= WHAT YOU WILL DO =
Apart from the images, reproduce all of the data word for word.

= SUPPLIED MATERIAL =
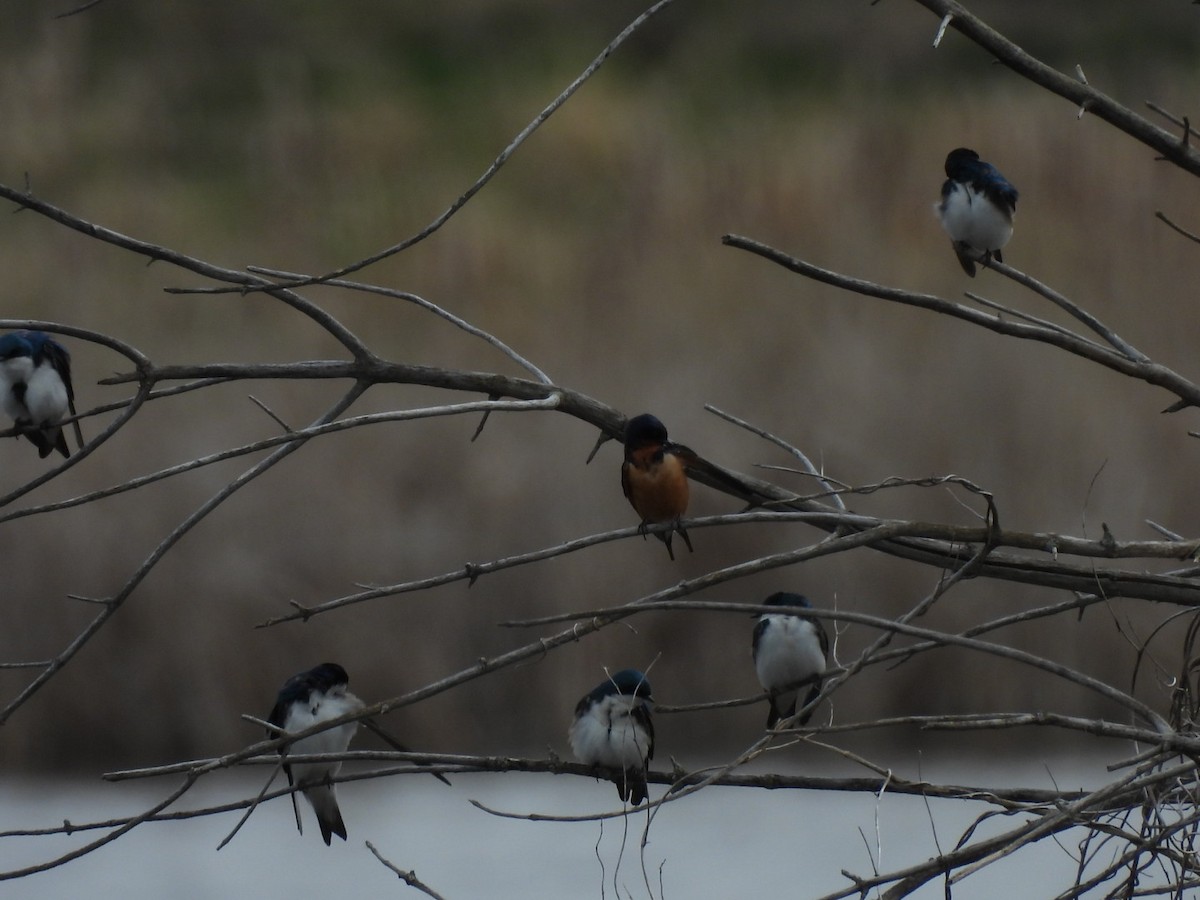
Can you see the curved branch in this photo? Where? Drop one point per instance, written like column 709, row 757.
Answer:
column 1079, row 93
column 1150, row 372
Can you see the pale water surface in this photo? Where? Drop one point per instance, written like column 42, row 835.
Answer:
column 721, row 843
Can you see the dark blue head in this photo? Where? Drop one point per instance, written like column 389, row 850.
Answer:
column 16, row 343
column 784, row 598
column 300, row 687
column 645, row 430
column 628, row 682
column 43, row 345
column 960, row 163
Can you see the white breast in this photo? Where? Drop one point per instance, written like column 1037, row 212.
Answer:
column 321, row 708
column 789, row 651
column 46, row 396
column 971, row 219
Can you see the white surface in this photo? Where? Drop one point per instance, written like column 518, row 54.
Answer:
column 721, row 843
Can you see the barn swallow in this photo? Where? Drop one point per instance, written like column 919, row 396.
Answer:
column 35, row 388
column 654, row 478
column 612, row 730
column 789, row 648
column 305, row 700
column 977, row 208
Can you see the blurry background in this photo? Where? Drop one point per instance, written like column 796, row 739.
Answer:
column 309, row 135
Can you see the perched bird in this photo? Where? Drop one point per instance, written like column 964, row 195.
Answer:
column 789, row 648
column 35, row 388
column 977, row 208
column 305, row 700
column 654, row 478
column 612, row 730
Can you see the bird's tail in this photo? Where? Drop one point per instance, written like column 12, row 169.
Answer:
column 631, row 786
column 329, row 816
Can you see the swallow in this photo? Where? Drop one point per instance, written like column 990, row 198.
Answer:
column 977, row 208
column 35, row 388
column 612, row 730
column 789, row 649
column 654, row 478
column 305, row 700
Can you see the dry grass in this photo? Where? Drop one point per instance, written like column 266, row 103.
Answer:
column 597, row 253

= FINAL ANSWER =
Can you see the curved branch in this photo? Where? Drop one point per instance, written like column 709, row 757.
Answer:
column 1079, row 93
column 1150, row 372
Can you see the pale water surface in this photo? Where? Drop one point per instance, written like column 42, row 835.
Answer:
column 721, row 843
Can you see the dark blue head in this photo? Where? Drop one point per instance, written like column 389, row 850.
Answer:
column 16, row 343
column 784, row 598
column 300, row 687
column 645, row 430
column 628, row 682
column 43, row 345
column 960, row 163
Can you see the white breast in this photo? Where? Drop one point per instance, written like column 1037, row 212.
Answer:
column 321, row 708
column 789, row 651
column 46, row 396
column 971, row 219
Can you see the white surface in this photo? Where? Drop one point per instance, written like column 518, row 54.
Answer:
column 721, row 843
Can you see the barn swallow in this photo? Where? Drop one point per instance, written like column 919, row 396.
Answer:
column 35, row 388
column 654, row 478
column 612, row 730
column 789, row 648
column 305, row 700
column 977, row 208
Can you see the blurry background in this photo? Where? Drop one point per instance, written like column 796, row 739.
Answer:
column 309, row 135
Can you see the perched bird in this photo? Where? Drop one point per instance, written like column 964, row 195.
Answer:
column 789, row 648
column 35, row 388
column 977, row 208
column 305, row 700
column 654, row 478
column 612, row 730
Can you see the bird's tail in this photo? Where? Drop one point per instance, written like column 12, row 169.
Answer:
column 631, row 786
column 329, row 816
Can you see the swallow in this photo? Where? Drop one point per instance, written like column 990, row 198.
Answer:
column 977, row 208
column 35, row 388
column 612, row 730
column 789, row 649
column 654, row 478
column 305, row 700
Can you see the dry grass in this photo? Where? Drop one point per instance, written like column 266, row 103.
Answer:
column 597, row 253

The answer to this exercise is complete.